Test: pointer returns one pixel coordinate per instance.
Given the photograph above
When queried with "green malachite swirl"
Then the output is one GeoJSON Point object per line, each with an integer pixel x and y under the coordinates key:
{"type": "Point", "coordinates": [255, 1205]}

◇ ◇ ◇

An accurate, complete transcription of the records above is needed.

* **WRITTEN SOLUTION**:
Test: pointer returns one pixel coordinate per instance.
Given the photograph above
When queried with "green malachite swirl"
Then the output is one GeoJSON Point object per line, each with an integer pixel x and y under the coordinates key:
{"type": "Point", "coordinates": [255, 1205]}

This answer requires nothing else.